▶ [Exercise] Only one stretch of the records below should be repeated. It starts with the line containing "566L1455 573L1462 602L1493" and goes on through the line containing "positive clicks: (1819, 184) (1010, 17)", exactly as written.

***

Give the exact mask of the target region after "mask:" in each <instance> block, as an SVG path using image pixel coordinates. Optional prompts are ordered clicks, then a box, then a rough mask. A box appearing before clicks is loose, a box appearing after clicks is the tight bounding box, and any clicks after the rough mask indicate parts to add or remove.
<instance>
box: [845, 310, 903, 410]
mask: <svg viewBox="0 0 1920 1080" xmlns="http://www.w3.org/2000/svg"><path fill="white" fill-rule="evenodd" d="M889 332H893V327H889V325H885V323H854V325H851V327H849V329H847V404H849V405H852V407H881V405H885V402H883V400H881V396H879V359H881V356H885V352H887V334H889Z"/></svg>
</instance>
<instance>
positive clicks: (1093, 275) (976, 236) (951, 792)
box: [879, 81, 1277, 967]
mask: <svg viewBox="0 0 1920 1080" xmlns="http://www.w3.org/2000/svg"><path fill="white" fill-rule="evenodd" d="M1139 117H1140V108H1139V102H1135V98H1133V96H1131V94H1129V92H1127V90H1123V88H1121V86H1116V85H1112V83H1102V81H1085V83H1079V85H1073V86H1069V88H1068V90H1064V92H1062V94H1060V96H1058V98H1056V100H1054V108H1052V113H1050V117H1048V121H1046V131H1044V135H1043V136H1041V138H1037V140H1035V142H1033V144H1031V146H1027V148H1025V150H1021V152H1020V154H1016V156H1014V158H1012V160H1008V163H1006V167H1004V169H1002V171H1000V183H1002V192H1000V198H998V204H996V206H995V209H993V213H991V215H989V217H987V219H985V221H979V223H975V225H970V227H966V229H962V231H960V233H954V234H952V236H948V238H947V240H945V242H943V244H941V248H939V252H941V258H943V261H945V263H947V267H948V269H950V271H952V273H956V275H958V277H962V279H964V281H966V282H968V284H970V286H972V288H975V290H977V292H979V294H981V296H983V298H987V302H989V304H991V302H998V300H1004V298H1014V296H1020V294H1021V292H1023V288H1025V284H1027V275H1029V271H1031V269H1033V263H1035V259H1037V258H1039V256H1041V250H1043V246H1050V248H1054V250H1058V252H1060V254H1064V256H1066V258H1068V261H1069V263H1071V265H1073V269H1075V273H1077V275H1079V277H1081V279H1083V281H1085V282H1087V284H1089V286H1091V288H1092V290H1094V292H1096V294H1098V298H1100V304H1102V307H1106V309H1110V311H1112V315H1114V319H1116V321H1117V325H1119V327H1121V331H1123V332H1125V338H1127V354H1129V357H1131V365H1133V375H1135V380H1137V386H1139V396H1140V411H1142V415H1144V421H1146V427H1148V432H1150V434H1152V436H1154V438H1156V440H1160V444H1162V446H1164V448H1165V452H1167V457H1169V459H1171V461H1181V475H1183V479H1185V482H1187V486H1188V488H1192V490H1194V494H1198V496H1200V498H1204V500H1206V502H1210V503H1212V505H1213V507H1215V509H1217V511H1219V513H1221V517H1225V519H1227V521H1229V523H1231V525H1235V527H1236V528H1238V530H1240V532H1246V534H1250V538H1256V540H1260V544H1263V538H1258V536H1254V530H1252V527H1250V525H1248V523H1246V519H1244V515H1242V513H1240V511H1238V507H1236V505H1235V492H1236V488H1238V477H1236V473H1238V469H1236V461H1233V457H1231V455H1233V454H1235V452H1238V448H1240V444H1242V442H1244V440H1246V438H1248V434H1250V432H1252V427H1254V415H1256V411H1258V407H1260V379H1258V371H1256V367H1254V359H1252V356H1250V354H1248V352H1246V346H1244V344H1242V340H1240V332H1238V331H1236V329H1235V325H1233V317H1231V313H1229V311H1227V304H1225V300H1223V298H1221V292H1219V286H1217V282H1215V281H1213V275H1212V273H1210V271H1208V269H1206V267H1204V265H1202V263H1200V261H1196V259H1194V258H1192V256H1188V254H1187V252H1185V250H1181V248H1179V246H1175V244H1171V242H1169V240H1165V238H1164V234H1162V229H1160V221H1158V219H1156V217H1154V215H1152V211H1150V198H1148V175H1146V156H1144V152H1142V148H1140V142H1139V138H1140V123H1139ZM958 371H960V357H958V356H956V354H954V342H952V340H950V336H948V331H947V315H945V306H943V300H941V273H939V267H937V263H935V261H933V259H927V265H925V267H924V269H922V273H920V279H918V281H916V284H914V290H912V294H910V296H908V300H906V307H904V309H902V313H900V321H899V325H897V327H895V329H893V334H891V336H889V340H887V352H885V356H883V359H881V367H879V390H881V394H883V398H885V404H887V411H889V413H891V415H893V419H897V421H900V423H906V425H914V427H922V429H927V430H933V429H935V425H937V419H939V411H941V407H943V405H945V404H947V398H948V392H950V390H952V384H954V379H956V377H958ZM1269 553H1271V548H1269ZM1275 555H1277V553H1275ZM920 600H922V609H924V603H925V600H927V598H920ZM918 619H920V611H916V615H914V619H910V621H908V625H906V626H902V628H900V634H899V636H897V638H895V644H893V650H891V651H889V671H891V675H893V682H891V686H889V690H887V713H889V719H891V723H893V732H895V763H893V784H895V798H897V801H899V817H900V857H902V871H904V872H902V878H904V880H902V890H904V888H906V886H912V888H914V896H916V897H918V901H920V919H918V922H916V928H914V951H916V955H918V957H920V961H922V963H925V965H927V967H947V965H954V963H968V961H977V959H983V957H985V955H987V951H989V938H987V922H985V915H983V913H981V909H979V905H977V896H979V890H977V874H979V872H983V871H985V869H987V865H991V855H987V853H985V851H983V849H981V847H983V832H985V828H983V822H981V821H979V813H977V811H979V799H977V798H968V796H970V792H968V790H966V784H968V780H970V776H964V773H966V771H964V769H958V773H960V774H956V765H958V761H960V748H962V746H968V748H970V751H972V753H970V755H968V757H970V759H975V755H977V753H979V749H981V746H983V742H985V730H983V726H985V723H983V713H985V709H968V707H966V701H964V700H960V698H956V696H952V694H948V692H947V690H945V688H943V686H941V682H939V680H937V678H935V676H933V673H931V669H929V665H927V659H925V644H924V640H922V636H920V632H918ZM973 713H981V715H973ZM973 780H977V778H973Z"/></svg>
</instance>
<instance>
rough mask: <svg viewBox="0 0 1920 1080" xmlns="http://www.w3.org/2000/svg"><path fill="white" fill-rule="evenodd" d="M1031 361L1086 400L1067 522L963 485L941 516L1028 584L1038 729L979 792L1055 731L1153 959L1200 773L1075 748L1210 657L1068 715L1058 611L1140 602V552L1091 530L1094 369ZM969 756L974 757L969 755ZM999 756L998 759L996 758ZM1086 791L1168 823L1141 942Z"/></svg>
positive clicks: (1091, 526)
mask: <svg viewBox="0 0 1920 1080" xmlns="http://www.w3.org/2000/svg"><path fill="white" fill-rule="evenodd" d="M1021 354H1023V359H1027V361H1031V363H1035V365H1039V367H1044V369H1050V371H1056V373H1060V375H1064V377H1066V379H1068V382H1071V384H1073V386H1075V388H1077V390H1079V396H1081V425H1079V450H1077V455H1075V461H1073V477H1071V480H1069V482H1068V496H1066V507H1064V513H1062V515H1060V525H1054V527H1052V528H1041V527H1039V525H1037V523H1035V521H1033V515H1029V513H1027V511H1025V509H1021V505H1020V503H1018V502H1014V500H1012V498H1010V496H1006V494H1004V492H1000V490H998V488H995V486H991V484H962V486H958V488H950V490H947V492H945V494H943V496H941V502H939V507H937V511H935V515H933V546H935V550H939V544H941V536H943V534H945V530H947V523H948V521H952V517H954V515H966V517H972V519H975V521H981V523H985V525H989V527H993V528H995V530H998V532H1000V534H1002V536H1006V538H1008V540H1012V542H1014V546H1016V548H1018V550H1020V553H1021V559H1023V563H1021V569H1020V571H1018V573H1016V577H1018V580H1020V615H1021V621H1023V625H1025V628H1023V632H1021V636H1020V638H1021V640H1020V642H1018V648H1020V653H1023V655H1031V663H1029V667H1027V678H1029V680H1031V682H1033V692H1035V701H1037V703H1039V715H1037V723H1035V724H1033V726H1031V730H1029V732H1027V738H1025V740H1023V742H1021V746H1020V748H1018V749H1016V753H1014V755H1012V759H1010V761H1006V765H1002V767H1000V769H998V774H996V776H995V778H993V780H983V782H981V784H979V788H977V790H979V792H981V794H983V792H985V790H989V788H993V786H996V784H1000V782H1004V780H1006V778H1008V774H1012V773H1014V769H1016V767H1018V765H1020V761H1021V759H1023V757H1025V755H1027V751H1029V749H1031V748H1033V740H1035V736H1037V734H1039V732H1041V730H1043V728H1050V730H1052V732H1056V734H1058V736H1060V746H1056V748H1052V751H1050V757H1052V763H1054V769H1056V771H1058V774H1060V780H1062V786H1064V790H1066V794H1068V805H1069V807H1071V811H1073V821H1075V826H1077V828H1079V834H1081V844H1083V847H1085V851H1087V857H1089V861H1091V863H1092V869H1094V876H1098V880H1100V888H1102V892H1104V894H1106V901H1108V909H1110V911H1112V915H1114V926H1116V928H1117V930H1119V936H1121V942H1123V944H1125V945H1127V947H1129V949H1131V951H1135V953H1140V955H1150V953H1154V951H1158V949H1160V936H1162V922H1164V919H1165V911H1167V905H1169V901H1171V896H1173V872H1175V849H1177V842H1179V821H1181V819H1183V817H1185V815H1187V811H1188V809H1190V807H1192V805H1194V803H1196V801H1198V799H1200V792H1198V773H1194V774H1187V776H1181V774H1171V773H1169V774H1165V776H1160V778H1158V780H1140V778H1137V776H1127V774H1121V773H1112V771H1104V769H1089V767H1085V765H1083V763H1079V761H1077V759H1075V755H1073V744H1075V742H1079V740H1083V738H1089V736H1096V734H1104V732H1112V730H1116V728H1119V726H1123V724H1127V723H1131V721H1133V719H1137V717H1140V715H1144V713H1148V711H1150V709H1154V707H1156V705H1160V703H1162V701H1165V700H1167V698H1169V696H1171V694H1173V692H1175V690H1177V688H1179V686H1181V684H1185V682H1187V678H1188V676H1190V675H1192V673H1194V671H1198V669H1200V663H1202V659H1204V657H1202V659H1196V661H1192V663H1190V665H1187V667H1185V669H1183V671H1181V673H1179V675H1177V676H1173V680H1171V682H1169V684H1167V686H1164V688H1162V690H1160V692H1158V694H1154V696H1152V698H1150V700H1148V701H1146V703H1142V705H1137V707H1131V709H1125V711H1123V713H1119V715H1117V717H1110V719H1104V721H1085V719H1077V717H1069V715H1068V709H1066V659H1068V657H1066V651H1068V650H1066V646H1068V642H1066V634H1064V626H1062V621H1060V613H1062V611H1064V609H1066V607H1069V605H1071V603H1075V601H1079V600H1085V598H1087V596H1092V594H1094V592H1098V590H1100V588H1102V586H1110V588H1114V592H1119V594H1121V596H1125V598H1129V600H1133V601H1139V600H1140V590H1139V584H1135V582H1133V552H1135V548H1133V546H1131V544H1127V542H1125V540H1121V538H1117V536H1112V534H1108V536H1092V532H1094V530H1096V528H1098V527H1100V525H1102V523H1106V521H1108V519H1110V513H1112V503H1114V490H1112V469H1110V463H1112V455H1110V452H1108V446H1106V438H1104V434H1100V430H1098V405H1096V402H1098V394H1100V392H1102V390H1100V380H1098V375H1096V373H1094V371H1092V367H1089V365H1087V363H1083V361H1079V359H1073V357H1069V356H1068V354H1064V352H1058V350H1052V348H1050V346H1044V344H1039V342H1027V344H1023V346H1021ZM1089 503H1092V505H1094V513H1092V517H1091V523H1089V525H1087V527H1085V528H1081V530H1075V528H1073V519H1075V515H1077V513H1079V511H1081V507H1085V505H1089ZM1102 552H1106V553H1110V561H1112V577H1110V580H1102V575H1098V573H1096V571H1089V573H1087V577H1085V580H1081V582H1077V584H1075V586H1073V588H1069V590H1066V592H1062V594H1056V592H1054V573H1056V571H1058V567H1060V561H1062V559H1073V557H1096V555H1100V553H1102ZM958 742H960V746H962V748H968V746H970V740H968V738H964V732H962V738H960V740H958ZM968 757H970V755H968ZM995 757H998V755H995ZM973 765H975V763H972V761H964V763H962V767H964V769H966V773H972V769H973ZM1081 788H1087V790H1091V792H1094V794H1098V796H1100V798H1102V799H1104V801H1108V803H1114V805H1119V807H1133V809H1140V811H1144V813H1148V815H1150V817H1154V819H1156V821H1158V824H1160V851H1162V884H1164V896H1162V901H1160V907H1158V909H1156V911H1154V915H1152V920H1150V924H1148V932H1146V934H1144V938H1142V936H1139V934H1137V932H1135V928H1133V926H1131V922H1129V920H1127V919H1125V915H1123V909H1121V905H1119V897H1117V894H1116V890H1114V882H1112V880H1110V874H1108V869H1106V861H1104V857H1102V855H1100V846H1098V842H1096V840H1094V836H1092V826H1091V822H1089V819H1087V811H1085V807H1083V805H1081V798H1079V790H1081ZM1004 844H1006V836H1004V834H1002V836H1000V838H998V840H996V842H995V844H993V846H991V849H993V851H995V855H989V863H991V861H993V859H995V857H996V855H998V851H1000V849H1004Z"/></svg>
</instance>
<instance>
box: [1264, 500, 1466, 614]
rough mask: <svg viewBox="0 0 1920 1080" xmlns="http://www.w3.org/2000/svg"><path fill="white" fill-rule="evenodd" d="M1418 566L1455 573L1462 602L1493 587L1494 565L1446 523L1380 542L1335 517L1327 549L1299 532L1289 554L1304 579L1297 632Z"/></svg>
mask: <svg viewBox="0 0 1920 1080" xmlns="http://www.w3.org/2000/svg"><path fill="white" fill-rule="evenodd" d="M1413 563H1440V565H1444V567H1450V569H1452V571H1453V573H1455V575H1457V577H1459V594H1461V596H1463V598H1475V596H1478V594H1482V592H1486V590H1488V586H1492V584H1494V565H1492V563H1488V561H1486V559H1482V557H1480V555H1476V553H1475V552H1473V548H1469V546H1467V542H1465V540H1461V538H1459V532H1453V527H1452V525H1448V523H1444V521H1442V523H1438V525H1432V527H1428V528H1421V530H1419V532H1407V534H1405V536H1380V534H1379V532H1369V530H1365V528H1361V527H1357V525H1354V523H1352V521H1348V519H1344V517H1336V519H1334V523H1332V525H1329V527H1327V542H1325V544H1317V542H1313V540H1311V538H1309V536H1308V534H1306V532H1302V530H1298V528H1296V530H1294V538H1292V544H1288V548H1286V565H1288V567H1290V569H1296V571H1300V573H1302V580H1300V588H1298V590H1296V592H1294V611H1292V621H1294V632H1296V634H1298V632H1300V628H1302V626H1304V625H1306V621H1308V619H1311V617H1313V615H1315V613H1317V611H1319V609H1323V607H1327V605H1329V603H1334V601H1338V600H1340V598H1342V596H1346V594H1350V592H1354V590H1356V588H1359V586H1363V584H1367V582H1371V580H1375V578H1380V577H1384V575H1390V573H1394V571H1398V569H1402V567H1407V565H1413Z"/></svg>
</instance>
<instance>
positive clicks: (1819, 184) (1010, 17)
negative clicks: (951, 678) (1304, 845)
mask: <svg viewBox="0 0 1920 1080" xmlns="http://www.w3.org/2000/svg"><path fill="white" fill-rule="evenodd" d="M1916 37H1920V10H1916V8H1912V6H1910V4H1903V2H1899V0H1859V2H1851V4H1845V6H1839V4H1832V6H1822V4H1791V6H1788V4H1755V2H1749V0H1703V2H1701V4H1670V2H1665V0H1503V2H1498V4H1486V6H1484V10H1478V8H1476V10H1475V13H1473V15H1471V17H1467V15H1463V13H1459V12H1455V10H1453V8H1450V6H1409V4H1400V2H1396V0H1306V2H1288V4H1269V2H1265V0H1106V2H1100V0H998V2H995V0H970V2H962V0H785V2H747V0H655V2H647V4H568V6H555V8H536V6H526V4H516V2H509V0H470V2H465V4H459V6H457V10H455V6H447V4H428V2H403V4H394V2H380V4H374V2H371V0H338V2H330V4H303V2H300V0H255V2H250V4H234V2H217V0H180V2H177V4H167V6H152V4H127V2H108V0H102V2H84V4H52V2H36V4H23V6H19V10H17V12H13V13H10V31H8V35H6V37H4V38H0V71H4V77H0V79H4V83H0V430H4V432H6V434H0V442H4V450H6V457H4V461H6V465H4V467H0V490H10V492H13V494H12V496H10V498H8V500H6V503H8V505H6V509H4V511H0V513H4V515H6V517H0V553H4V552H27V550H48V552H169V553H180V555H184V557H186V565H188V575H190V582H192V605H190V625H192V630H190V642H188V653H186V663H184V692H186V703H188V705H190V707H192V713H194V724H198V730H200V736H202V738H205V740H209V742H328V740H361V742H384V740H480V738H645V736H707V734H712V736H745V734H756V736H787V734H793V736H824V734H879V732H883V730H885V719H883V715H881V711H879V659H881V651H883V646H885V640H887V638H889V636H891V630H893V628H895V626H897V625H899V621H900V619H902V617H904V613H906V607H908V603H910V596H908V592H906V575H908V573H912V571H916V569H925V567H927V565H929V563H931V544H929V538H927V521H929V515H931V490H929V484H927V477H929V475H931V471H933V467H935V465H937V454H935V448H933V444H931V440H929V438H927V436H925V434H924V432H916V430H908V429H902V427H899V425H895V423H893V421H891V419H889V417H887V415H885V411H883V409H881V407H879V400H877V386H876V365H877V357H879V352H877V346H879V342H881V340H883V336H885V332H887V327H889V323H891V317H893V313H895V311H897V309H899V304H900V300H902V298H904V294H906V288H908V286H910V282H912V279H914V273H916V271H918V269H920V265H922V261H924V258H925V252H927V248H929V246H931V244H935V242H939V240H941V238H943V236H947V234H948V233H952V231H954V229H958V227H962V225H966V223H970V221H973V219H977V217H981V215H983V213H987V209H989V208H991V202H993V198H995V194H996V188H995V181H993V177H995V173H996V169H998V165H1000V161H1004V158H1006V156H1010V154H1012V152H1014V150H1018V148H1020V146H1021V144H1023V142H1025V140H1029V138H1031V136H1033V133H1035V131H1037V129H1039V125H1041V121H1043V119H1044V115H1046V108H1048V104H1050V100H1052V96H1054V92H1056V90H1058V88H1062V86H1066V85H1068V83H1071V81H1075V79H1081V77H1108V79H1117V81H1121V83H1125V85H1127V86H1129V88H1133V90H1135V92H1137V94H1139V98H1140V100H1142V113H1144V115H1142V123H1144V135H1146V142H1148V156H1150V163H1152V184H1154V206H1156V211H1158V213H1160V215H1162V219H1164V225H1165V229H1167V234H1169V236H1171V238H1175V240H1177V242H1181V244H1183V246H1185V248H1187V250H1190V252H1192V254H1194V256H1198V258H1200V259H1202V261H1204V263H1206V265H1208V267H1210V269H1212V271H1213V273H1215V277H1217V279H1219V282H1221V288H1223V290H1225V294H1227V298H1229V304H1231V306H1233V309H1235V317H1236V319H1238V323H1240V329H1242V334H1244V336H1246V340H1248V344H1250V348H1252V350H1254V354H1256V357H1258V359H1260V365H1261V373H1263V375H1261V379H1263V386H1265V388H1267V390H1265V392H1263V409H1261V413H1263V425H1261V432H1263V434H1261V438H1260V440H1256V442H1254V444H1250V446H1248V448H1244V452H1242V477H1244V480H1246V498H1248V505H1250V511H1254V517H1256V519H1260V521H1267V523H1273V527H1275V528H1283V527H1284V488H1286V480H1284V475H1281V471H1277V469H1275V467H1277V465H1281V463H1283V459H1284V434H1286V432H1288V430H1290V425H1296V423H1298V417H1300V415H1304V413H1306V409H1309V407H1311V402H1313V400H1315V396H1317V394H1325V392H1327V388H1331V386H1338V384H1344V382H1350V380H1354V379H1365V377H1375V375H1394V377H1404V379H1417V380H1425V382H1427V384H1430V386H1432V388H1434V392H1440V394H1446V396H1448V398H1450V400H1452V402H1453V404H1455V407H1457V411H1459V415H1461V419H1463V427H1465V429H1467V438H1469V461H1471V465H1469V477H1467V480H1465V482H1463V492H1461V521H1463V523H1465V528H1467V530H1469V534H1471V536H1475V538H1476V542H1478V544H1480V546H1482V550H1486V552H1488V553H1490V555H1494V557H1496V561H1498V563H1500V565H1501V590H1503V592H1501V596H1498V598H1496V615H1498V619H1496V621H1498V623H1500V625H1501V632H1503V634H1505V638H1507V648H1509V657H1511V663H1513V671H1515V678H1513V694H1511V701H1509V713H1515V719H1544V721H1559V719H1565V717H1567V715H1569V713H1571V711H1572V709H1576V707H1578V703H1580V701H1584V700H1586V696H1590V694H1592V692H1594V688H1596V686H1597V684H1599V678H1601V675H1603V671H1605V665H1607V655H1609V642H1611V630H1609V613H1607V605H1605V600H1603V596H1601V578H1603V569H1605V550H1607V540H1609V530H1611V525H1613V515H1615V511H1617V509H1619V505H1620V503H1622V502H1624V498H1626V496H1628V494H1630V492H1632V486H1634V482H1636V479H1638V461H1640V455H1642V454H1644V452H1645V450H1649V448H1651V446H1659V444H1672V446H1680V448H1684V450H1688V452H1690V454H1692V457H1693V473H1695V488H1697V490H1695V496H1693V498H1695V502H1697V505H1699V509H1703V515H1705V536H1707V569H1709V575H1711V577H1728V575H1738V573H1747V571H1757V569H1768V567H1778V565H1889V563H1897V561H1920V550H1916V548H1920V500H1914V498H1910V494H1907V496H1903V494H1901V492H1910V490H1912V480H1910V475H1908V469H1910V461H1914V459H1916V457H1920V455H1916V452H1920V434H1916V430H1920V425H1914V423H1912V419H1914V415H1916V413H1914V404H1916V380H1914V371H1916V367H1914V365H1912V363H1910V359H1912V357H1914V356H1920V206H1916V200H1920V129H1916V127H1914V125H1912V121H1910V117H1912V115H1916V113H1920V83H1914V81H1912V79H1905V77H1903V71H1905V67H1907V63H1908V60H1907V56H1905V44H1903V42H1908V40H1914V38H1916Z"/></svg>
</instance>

***

▶ [Expected output]
rough mask: <svg viewBox="0 0 1920 1080" xmlns="http://www.w3.org/2000/svg"><path fill="white" fill-rule="evenodd" d="M1418 566L1455 573L1462 602L1493 587L1494 565L1446 523L1380 542L1335 517L1327 549L1299 532L1289 554L1304 579L1297 632Z"/></svg>
mask: <svg viewBox="0 0 1920 1080" xmlns="http://www.w3.org/2000/svg"><path fill="white" fill-rule="evenodd" d="M1413 563H1440V565H1444V567H1450V569H1452V571H1453V573H1455V575H1457V577H1459V594H1461V596H1463V598H1475V596H1478V594H1482V592H1486V590H1488V586H1492V584H1494V565H1492V563H1488V561H1486V559H1482V557H1480V555H1476V553H1475V552H1473V548H1469V546H1467V542H1465V540H1461V538H1459V532H1453V527H1452V525H1448V523H1444V521H1442V523H1438V525H1432V527H1428V528H1421V530H1419V532H1407V534H1405V536H1380V534H1379V532H1369V530H1365V528H1361V527H1357V525H1354V523H1352V521H1348V519H1344V517H1336V519H1334V523H1332V525H1329V527H1327V542H1325V544H1317V542H1313V540H1311V538H1309V536H1308V534H1306V532H1302V530H1298V528H1296V530H1294V538H1292V544H1288V548H1286V565H1288V567H1290V569H1296V571H1300V573H1302V580H1300V588H1298V590H1296V592H1294V611H1292V621H1294V632H1296V634H1298V632H1300V628H1302V626H1304V625H1306V621H1308V619H1311V617H1313V615H1315V613H1317V611H1319V609H1323V607H1327V605H1329V603H1334V601H1338V600H1340V598H1342V596H1346V594H1350V592H1354V590H1356V588H1359V586H1363V584H1367V582H1371V580H1375V578H1380V577H1384V575H1390V573H1394V571H1398V569H1402V567H1407V565H1413Z"/></svg>
</instance>
<instance>
positive clicks: (1819, 184) (1010, 17)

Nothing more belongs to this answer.